● **Supplied passage**
Taika Waititi

Taika WaititiTaika Waititi

There are many ways to measure success in Hollywood. The algorithm that speaks most loudly to studio executives, however, is box office revenue. And by that metric writer/director Taika Waititi is a billion-dollar man. Ask in a year, after his movie Thor: Love and Thunder has been and gone, and that figure will have doubled.

Waititi has also conquered the bigger challenge in Hollywood: balancing art and commerce. While his name has sat alongside studio "tent-pole' ' franchises like Thor, he has also produced passion projects, such as the comedydrama Jojo Rabbit, and now, the swashbuckling pirate comedy Our Flag Means Death.

Our Flag Means Death puts Waititi on the deck of an 18th century sloop named Revenge alongside his longtime friend Rhys Darby. The pair is part of a wave of New Zealand filmmakers and actors who have rewritten the Hollywood playbook, bringing irony and satire to a culture where they were not easily digested.

● **The tasks**
A – Answer these questions from the passage on Taika Waititi:
(i) Which metric does the passage say speaks most loudly to studio executives?
(ii) What is the name of the 18th century sloop in Our Flag Means Death?
(iii) Who is described as Waititi's longtime friend?
B – Resume the passage on Taika Waititi, writing on from its final sentence.

● **Raw records**
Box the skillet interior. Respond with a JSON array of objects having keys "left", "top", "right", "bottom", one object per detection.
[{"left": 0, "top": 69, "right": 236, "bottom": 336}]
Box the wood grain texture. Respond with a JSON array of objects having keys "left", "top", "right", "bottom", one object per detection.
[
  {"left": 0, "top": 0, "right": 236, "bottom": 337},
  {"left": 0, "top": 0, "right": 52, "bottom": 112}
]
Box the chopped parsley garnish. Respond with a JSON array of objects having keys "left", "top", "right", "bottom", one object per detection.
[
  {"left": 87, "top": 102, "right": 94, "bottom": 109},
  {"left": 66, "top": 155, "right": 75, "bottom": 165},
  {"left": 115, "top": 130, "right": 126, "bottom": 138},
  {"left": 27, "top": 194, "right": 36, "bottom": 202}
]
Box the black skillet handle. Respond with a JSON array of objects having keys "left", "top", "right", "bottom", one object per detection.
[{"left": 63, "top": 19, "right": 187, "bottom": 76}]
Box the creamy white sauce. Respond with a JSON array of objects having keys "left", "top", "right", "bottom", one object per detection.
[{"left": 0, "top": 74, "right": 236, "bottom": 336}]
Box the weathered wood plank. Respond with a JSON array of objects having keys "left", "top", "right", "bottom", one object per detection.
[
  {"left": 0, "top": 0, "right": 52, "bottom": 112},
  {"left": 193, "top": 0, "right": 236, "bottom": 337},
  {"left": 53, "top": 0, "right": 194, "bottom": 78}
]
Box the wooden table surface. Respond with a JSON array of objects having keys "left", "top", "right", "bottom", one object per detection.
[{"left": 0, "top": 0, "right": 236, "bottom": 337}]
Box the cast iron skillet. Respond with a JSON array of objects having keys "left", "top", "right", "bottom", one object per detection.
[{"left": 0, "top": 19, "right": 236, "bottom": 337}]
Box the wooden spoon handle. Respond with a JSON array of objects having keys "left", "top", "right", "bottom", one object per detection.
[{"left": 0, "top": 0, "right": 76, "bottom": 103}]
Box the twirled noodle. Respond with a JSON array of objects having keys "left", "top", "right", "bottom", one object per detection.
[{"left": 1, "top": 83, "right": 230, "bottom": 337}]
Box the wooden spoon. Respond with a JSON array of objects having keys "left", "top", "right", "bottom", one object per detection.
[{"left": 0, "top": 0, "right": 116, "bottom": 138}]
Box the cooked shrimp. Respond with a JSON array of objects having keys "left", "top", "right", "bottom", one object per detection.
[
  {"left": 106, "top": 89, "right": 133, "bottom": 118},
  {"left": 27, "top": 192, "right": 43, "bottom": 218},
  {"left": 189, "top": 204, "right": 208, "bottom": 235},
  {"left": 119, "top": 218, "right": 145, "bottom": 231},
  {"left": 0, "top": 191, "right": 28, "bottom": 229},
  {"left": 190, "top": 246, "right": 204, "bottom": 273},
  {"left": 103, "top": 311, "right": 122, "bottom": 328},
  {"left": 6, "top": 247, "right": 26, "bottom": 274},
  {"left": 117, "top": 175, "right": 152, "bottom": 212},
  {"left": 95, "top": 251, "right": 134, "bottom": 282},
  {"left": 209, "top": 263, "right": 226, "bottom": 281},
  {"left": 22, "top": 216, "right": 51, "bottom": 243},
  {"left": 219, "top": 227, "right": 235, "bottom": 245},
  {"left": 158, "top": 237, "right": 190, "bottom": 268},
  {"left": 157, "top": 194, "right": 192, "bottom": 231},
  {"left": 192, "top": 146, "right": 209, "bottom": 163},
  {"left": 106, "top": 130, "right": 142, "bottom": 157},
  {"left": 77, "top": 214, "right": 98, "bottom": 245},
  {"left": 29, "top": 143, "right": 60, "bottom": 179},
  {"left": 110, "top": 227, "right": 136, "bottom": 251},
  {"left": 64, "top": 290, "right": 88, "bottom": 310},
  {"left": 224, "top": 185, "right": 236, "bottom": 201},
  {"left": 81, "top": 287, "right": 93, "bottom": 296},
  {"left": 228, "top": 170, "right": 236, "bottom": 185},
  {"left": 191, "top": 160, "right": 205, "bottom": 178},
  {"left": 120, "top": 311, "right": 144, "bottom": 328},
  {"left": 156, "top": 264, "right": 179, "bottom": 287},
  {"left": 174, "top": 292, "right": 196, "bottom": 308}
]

● **Results of the tasks**
A –
(i) Box office revenue.
(ii) Revenge.
(iii) Rhys Darby.

B –
In the 1990s, Waititi, Darby, Jemaine Clement, Bret McKenzie and others emerged from university campuses in Wellington and Christchurch, and pushed into New Zealand's vibrant comedy culture. Collaborations sprang forth: the live touring act So You're a Man, the TV sketch comedy series Radiradirah, the radio (and later TV) series Flight of the Conchords, and the film and TV franchise What We Do in the Shadows.

The key to the friendships those collaborations resulted in, and the reason he is back on screen with Darby, Waititi says, is as simple as trust. "I trust them because they're my friends, and I knew them before any of us were famous," Waititi says. "I trust their opinion on things. I trust them to give me an honest opinion and knowing that they don't want anything out of it."

In Hollywood, Waititi says, the opposite can be true. "You can't trust anyone, you ask someone for an opinion, and they'll be really nice. And you're like, what do you want from me? Or [do] they want you to fail.

"Hollywood is like high school," Waititi adds. "It's big, there are those groups of people, and none of them really know what they're doing. And you find your little crew of people who you trust. I've always just trusted these guys. And it just comes from a mutual love and respect and having worked together for nearly 30 years."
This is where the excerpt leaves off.